**** Extracted records ****

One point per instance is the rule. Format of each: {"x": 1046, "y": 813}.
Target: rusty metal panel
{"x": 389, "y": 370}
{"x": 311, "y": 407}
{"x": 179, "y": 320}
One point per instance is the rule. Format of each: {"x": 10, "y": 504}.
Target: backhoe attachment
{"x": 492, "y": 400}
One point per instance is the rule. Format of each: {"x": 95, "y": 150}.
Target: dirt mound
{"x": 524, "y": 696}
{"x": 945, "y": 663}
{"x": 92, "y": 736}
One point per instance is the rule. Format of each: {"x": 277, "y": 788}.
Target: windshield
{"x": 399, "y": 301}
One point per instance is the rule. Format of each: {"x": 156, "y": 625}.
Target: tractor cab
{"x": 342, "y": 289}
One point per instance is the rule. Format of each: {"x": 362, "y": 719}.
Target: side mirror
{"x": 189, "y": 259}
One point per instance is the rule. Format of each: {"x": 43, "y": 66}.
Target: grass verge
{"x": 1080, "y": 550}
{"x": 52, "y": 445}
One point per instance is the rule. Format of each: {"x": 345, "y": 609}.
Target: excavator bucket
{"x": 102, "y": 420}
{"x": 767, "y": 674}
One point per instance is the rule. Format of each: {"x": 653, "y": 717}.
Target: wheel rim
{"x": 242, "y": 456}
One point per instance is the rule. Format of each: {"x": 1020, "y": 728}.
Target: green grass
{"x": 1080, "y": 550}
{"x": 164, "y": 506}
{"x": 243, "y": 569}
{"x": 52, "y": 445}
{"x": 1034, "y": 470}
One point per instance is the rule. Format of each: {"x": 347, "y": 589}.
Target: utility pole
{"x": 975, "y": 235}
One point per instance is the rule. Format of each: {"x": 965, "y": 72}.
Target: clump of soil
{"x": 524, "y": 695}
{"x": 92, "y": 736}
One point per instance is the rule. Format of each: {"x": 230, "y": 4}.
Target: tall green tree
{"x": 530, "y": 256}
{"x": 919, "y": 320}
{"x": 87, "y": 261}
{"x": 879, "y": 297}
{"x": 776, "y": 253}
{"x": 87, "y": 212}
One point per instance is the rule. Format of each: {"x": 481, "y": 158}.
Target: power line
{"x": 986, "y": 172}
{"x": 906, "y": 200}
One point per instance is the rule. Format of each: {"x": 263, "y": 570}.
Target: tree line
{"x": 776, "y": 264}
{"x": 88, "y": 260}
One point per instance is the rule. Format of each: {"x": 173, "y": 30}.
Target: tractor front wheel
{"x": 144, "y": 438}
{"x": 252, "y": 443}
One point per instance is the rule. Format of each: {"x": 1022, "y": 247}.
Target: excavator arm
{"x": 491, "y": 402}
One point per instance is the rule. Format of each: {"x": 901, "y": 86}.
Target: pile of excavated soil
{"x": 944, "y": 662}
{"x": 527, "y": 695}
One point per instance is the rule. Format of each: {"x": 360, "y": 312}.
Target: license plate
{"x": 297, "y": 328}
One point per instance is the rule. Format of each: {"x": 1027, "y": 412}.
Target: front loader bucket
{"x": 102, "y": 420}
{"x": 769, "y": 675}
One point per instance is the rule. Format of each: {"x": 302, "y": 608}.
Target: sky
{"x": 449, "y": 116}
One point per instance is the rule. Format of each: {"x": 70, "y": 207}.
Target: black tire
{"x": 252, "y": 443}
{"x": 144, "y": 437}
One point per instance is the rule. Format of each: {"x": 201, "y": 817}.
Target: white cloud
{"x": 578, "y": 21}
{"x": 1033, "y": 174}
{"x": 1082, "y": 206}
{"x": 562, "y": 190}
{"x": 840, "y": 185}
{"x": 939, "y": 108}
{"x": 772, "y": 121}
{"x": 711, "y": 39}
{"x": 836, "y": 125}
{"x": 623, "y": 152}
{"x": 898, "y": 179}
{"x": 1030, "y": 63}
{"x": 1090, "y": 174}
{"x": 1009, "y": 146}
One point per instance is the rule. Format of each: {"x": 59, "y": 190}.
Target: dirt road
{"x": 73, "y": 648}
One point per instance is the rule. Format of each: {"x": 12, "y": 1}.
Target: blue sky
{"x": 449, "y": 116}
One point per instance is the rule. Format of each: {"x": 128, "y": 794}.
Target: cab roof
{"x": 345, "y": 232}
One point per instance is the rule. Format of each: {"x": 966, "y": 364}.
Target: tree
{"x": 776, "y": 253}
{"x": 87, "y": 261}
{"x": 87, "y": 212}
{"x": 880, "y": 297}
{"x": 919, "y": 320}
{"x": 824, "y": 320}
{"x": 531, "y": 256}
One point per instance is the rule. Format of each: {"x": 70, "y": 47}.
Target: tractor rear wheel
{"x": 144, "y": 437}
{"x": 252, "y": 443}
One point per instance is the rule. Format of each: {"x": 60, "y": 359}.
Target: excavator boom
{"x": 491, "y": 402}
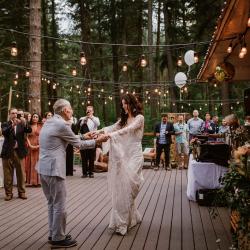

****

**Written task**
Collect every line of the items above that contains the word "tractor", treating uppercase and lowercase as different.

**Problem solution**
Target: tractor cab
Target: tractor front wheel
Target: tractor rear wheel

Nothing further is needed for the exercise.